## Requirement
Can you turn the material, from its first line through the line containing "The rings of", into a numbered list with any blank lines left out?

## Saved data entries
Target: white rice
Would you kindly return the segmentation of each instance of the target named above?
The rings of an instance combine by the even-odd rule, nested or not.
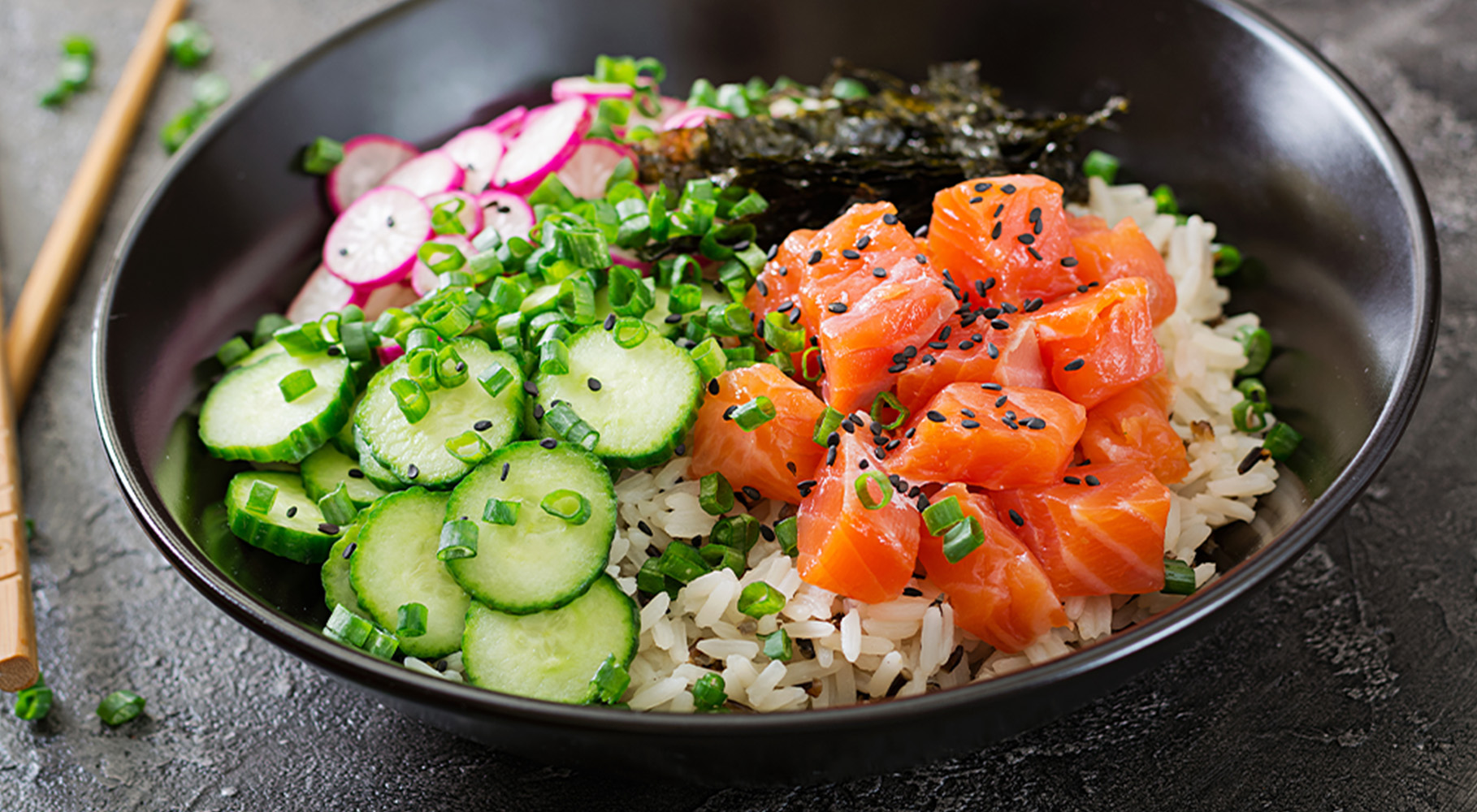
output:
[[[1186,441],[1190,472],[1171,486],[1164,551],[1193,564],[1195,551],[1216,527],[1250,521],[1257,496],[1276,487],[1272,462],[1257,462],[1245,474],[1236,471],[1258,441],[1232,425],[1230,410],[1241,400],[1235,371],[1245,363],[1233,335],[1241,326],[1257,325],[1257,316],[1221,317],[1229,292],[1213,275],[1214,224],[1198,216],[1176,223],[1155,213],[1143,186],[1108,186],[1099,179],[1090,179],[1089,204],[1071,208],[1074,214],[1103,217],[1109,226],[1131,217],[1164,255],[1174,279],[1179,303],[1155,335],[1177,384],[1170,422]],[[706,536],[718,520],[699,505],[697,483],[684,480],[687,465],[688,458],[676,458],[662,468],[626,474],[616,484],[620,529],[611,545],[610,571],[631,595],[647,558],[665,551],[674,537]],[[772,526],[793,508],[764,500],[749,512]],[[631,707],[690,712],[690,688],[705,673],[724,678],[733,704],[758,712],[916,695],[1063,657],[1183,599],[1162,593],[1068,598],[1068,626],[1043,635],[1019,654],[1006,654],[957,629],[947,596],[926,582],[910,583],[920,596],[868,605],[803,583],[777,542],[761,540],[747,564],[743,577],[718,570],[688,583],[676,598],[662,593],[645,602],[625,695]],[[1195,567],[1196,585],[1214,577],[1214,564]],[[738,595],[761,580],[780,591],[786,605],[778,616],[756,622],[738,611]],[[778,627],[795,641],[789,663],[762,654],[759,636]],[[412,667],[461,678],[459,658],[445,670],[418,664],[425,667]]]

## Finished answer
1. Target: white rice
2. Would you kindly return the segmentation of each instance of the target named above?
3. The rings of an instance combine by the even-odd rule, nested or not.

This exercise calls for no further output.